Problem details:
In the listing below, count each line that contains "sand". The reply is that count and nothing else.
[[ Data extracts, beginning ]]
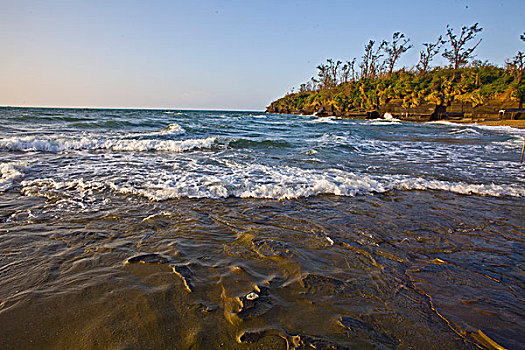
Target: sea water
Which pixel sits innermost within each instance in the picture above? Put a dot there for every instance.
(210, 229)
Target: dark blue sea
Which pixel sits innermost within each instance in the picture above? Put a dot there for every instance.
(150, 229)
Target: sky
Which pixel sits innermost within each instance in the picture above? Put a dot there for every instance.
(219, 55)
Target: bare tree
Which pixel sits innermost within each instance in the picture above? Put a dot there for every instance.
(395, 49)
(517, 63)
(458, 54)
(329, 74)
(426, 55)
(370, 66)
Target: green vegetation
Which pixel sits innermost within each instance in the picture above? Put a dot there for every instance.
(341, 90)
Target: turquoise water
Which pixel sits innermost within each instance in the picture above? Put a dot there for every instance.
(351, 233)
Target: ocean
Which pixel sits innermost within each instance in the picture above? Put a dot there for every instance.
(149, 229)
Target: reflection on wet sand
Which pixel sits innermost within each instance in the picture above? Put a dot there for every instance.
(422, 270)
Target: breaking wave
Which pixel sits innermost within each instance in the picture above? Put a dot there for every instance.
(259, 181)
(57, 145)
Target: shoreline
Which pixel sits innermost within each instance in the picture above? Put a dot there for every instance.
(519, 124)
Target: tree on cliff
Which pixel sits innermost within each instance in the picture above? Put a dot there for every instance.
(395, 49)
(329, 74)
(517, 64)
(426, 55)
(370, 67)
(458, 54)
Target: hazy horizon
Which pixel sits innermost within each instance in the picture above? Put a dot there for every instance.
(213, 55)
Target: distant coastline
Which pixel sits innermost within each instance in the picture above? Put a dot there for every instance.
(485, 94)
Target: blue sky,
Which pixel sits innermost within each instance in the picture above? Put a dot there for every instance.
(233, 54)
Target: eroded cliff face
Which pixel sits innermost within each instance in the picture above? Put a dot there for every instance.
(489, 109)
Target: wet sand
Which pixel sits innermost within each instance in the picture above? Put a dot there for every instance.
(421, 270)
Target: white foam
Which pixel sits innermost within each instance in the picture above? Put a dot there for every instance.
(172, 129)
(444, 122)
(57, 145)
(10, 172)
(257, 181)
(329, 120)
(260, 181)
(463, 131)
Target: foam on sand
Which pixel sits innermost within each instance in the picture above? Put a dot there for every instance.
(9, 173)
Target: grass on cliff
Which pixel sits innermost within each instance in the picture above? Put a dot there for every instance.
(441, 86)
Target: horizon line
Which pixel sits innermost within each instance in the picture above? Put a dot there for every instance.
(136, 108)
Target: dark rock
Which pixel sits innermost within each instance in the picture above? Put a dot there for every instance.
(150, 258)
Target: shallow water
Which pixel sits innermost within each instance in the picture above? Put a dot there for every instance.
(191, 229)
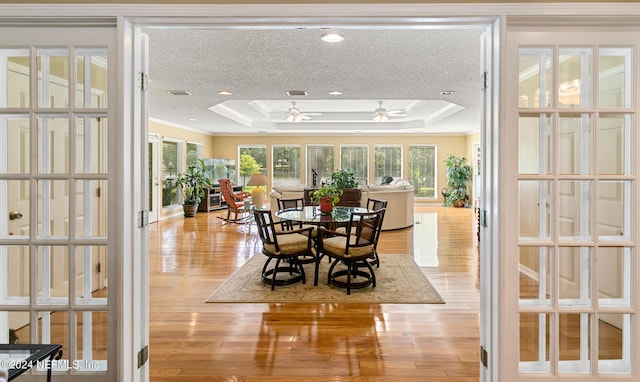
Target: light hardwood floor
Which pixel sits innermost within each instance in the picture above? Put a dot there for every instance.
(193, 341)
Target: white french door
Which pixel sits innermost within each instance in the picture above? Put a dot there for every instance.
(56, 190)
(570, 266)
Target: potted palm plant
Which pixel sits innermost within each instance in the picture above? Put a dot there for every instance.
(326, 196)
(458, 175)
(193, 183)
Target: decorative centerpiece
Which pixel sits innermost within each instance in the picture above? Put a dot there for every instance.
(192, 183)
(344, 179)
(326, 197)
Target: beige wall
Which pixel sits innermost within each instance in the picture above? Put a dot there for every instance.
(227, 146)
[[ Data extracts, end ]]
Solution to the exercise:
3